REQUIRED ACTION: Write out the stretch of the article on the novel Ellen from "Ellen, now older" through "safely to Louisiana.", word for word.

PASSAGE PROVIDED:
________________

1860 novel by Mrs. V.G. Cowdin

Ellen; or, The Fanatic's Daughter is an 1860 plantation fiction novel written by Mrs. V.G. Cowdin.

== Overview ==

Ellen is one of several examples of Anti-Tom literature, a literary subgenre that emerged in the Southern United States in response to the 1852 novel Uncle Tom's Cabin by Harriet Beecher Stowe, which had been criticised in the South as inaccurately depicting slaveholding and the attitudes of slaveowners in general.

Like other anti-Tom novels such as The Planter's Northern Bride by Caroline Lee Hentz, Ellen acts largely as a criticism of abolitionism rather than a defence of slavery, highlighting the corruption within abolitionist movements such as the Underground Railroad.

== Plot ==

The story follows Ellen, the daughter of a Southern mother from Louisiana and a Northern father. Ellen's father quickly leaves his family shortly after the birth of his daughter, and it is discovered shortly afterward that he is an abolitionist.

Ellen, now older and wishing to find her father, sets off into the Northern United States where she discovers numerous atrocities being committed by the Northerners that far outrank the South in terms of oppression and cruelty. All Northern women are portrayed as foul-tempered shrews who abuse their white servants worse than black slaves, and all men are portrayed as being scheming, greedy capitalists.

It is during her travels that Ellen comes across Parson Blake, an evil abolitionist priest who encourages abolitionism more to steal Southern wealth rather than to aid runaway slaves. Blake attempts several sinister schemes to deter Ellen from returning home, but Ellen escapes his clutches and returns home safely to Louisiana.

== Publication history ==

Ellen was first published in novelised form by S.H. Goetzel & Co. of Mobile, Alabama in 1860. Reaction to the novel is unknown, although one surviving copy of the work – currently in the care of the University of Virginia – bears a stamp indicating that the novel was on sale in Boston.

Ellen was among the last anti-Tom novels to be published, with the genre dying out by the end of 1860.

________________

RECORD EXCERPTS:
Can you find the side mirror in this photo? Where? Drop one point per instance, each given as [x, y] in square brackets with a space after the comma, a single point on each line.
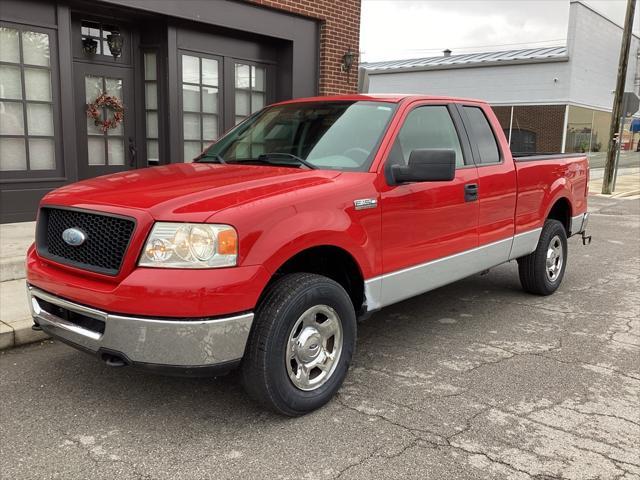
[427, 165]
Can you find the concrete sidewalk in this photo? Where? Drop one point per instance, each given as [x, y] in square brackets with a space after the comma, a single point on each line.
[15, 319]
[627, 183]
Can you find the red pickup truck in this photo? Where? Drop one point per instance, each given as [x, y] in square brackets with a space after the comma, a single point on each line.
[263, 252]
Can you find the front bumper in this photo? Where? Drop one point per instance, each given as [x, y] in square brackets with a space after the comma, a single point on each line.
[190, 344]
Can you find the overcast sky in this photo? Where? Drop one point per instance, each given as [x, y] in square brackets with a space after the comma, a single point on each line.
[397, 29]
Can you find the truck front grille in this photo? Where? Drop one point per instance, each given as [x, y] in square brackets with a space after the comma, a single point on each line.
[107, 239]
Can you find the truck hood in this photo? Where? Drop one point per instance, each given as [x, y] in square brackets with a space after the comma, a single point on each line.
[187, 191]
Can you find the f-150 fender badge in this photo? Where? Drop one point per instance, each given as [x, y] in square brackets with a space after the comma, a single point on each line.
[363, 203]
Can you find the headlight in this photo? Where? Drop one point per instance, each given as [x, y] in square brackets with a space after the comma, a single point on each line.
[190, 245]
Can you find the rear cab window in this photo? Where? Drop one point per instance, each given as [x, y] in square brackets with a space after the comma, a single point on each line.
[482, 135]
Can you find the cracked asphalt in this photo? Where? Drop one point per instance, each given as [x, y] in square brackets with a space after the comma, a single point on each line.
[474, 380]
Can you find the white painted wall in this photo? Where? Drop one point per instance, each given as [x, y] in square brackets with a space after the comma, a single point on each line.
[508, 84]
[594, 48]
[586, 79]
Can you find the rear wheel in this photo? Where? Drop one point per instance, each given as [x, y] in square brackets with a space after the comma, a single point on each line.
[301, 344]
[542, 271]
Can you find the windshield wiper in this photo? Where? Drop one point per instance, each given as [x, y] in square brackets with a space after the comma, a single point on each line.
[266, 157]
[206, 157]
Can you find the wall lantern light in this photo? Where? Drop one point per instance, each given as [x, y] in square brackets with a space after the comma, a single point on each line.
[115, 42]
[89, 45]
[347, 60]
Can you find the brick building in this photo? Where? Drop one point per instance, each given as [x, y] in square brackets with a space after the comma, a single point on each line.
[551, 99]
[185, 72]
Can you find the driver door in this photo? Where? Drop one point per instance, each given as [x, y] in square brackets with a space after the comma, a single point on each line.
[425, 224]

________________

RESULT OF THE EXERCISE:
Ellen, now older and wishing to find her father, sets off into the Northern United States where she discovers numerous atrocities being committed by the Northerners that far outrank the South in terms of oppression and cruelty. All Northern women are portrayed as foul-tempered shrews who abuse their white servants worse than black slaves, and all men are portrayed as being scheming, greedy capitalists.

It is during her travels that Ellen comes across Parson Blake, an evil abolitionist priest who encourages abolitionism more to steal Southern wealth rather than to aid runaway slaves. Blake attempts several sinister schemes to deter Ellen from returning home, but Ellen escapes his clutches and returns home safely to Louisiana.